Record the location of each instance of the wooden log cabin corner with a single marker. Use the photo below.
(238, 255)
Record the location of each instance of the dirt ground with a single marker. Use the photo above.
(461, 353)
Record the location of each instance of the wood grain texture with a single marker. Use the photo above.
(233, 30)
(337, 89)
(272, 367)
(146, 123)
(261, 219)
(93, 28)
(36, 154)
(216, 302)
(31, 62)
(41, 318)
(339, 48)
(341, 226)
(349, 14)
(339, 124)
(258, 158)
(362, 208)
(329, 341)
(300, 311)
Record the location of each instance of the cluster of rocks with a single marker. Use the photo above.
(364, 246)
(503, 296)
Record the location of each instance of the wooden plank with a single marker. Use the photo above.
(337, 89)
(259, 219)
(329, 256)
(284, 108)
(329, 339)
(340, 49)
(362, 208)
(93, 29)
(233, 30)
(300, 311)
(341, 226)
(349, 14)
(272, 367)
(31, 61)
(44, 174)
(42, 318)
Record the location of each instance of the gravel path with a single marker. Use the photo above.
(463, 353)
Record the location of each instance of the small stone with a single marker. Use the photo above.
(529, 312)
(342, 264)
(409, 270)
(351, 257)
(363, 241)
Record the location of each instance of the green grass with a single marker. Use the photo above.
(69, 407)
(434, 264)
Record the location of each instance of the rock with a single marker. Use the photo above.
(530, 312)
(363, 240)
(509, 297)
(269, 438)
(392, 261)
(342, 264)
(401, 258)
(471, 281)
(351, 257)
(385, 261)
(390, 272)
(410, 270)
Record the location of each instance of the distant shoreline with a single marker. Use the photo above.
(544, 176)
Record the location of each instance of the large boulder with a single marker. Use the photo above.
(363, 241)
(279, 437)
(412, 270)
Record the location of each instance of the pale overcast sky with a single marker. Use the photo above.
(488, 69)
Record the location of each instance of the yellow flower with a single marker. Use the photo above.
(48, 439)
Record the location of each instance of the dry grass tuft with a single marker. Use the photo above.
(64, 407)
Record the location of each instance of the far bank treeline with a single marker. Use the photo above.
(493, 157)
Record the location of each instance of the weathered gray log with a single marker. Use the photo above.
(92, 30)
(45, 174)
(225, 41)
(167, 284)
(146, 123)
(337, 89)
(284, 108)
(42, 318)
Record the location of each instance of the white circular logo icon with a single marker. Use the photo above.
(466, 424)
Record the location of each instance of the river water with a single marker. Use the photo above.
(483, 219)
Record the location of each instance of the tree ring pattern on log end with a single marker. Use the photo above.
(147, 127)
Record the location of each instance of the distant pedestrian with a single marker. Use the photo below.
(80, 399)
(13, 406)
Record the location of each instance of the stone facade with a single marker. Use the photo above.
━━━━━━━━
# SET PROBLEM
Repeat the material word for word, in full.

# RESPONSE TO THE EXERCISE
Record the location of each instance of the wooden log cabin corner with a single marker. Use the photo below.
(238, 255)
Record the location of each instance of the dirt ground with a single marker. Use the photo above.
(461, 353)
Record the location of each instance of the wood grain texture with a single marker. Use the photo above.
(233, 30)
(337, 89)
(272, 367)
(146, 123)
(261, 219)
(93, 28)
(36, 154)
(216, 302)
(31, 62)
(41, 318)
(339, 48)
(341, 226)
(349, 14)
(339, 124)
(258, 158)
(362, 208)
(329, 341)
(300, 311)
Record the location of each instance of the cluster of rocks with a single marker. Use the photo above.
(364, 246)
(503, 296)
Record the location of each instance of the wooden plank with a single marker. Use the photo above.
(337, 89)
(259, 219)
(329, 256)
(284, 108)
(329, 339)
(340, 49)
(362, 208)
(93, 29)
(233, 30)
(300, 311)
(341, 226)
(349, 14)
(272, 367)
(31, 61)
(44, 174)
(42, 318)
Record the location of each instance of the gravel path with a single marker. Use the photo above.
(463, 353)
Record the location of each instance of the small stone with a single marker. Use the photo above.
(529, 312)
(342, 264)
(409, 270)
(351, 257)
(363, 241)
Record the location of each instance of the green grass with a single marker. Use the photo above.
(69, 407)
(434, 264)
Record the location of each instance of the rock with a single marker. Use the photo above.
(530, 312)
(363, 240)
(509, 297)
(269, 438)
(392, 261)
(342, 264)
(401, 258)
(471, 281)
(351, 257)
(385, 261)
(390, 272)
(410, 270)
Record the location of each instance of the distant shoreline with a single marker. Use the photo above.
(544, 176)
Record the location of each instance of the large boulder with a single marker. Use the photo above.
(363, 241)
(279, 437)
(412, 270)
Record the location of each instance of the pale overcast sky with a single marker. Use the photo above.
(488, 69)
Record the location of each instance of the yellow flower with a single marker. Use the photo above.
(48, 439)
Record the location of each instance of the dry grass tuft with a single marker. Use the photo above.
(64, 407)
Record the location of each instance of the far bank treeline with a single marker. Use the photo above.
(493, 157)
Record the location of each instance of the weathered gray log with a single marker. Use the photo above.
(92, 30)
(45, 174)
(225, 41)
(167, 284)
(146, 123)
(337, 89)
(284, 108)
(42, 318)
Record the location of each instance of the white circular logo icon with a single marker. Use the photo above.
(466, 424)
Record the location of each instance of the river water with a single marker. Use the photo above.
(483, 219)
Record the location of each instance of the tree ring pattern on log end with a single marker. Use the photo above.
(147, 127)
Record the location of each instance of the distant pedestrian with a single marker. Use the photo below.
(80, 399)
(13, 406)
Record the location of each instance of the stone facade with a single marker. Use the photo above.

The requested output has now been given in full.